- [Work to complete]: Show each line of the records below that contains the string "rear". The match is case-sensitive.

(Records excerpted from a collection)
>>>

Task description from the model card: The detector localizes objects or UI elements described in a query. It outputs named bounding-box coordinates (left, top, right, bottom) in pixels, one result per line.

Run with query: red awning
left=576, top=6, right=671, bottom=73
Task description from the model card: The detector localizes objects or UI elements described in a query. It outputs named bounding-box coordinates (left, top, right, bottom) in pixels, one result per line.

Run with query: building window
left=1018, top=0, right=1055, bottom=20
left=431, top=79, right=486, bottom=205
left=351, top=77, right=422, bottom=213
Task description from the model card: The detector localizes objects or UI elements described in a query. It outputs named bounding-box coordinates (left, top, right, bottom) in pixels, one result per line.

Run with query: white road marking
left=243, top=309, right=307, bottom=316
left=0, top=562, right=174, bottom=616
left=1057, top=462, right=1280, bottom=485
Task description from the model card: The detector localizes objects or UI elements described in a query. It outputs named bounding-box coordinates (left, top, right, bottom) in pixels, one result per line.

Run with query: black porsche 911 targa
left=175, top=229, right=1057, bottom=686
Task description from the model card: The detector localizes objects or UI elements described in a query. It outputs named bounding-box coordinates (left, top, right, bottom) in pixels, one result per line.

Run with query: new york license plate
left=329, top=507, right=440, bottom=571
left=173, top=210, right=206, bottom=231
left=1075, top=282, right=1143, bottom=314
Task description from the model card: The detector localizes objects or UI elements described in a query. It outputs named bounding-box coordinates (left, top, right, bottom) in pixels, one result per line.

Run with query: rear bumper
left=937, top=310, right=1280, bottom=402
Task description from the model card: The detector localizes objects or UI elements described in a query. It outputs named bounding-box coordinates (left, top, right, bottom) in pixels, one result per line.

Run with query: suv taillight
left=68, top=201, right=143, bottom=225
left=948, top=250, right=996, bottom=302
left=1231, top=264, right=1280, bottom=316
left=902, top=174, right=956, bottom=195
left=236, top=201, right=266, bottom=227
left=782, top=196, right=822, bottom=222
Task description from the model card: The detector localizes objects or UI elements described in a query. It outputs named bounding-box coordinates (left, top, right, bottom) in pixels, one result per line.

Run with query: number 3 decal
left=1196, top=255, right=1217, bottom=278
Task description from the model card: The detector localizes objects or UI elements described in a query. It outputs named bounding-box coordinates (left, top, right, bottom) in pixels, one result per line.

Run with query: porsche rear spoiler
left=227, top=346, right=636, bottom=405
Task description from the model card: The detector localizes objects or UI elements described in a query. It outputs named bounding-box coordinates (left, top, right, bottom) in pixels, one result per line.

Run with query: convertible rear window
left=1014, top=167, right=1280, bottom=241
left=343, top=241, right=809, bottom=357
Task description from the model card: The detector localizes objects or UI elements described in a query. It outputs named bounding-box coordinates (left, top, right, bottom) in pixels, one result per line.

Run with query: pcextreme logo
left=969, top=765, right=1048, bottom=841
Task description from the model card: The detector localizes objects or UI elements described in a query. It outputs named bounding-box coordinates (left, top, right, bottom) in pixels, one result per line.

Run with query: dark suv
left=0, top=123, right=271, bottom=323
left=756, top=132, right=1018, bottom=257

<<<

- [Completed exercise]:
Run with query: rear bumper
Run with query: porsche rear spoiler
Run with query: convertible rear window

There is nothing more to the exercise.